▶ [TASK DIRECTIONS]:
How many lines of the entries below contain the word "find", with case counting? Reply with the number alone.

▶ [INFORMATION SUPPLIED]:
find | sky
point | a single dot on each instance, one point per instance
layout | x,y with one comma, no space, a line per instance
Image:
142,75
==
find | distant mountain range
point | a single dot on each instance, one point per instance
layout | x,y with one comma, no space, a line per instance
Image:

▶ [FULL SOLUTION]:
2